**Requirements**
Copy the listing below, starting with the line that contains "Find the street" and continuing through the line that contains "<point>694,70</point>", both included. Offset every coordinate in the answer points by 48, and leave all other numbers unchanged.

======== Data for the task ========

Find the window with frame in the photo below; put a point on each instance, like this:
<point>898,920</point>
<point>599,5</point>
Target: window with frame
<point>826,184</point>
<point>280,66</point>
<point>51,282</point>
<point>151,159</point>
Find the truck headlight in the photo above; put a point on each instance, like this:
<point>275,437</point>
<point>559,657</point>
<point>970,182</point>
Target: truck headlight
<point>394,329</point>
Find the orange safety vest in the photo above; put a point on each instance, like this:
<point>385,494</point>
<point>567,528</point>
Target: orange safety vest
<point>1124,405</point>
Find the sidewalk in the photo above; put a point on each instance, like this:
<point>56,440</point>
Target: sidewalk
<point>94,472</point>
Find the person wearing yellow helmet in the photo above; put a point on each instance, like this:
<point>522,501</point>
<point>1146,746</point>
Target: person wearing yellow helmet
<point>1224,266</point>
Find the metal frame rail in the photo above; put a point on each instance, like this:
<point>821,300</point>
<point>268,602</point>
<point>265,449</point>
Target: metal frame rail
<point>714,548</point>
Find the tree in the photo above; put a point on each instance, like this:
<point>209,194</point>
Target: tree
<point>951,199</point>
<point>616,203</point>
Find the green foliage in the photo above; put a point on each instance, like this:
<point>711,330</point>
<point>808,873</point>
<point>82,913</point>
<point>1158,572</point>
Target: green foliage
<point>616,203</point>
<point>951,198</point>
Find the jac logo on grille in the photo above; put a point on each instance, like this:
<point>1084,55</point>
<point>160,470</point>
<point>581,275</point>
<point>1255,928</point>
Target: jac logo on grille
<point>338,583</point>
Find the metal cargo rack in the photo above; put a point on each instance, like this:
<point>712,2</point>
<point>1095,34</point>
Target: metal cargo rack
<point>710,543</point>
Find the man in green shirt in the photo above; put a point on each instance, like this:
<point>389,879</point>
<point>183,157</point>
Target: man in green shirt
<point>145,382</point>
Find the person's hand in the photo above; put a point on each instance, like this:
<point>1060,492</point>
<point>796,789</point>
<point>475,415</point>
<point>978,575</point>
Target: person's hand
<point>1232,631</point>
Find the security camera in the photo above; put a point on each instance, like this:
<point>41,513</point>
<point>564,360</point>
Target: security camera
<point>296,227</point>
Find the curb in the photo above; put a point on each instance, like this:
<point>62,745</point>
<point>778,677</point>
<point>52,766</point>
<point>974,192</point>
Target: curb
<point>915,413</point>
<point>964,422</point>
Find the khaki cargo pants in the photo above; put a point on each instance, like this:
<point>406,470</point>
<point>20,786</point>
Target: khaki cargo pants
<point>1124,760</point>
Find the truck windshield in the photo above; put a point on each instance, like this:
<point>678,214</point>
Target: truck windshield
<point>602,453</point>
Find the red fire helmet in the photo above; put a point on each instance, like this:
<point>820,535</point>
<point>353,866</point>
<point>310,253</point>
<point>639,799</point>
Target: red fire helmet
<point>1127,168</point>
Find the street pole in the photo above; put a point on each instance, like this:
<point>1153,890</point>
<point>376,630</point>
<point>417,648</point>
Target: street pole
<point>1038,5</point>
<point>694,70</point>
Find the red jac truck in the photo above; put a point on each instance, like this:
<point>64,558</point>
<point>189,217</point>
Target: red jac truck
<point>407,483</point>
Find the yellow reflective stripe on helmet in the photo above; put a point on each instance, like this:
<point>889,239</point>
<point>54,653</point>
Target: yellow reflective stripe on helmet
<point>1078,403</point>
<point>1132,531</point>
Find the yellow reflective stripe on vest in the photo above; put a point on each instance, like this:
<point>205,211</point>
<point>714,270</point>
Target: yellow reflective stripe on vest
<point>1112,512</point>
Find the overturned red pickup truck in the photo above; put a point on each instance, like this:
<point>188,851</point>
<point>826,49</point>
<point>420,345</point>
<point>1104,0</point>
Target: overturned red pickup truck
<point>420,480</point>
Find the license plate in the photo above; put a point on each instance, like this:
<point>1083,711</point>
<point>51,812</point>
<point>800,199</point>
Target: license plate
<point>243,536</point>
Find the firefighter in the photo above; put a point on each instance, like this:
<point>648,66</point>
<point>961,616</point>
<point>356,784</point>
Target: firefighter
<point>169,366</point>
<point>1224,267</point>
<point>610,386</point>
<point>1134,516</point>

========

**Response to the exercise**
Find the street pole in the photo above; put a point on each instance, like this:
<point>1153,890</point>
<point>376,630</point>
<point>417,648</point>
Target: street pole
<point>1086,53</point>
<point>742,118</point>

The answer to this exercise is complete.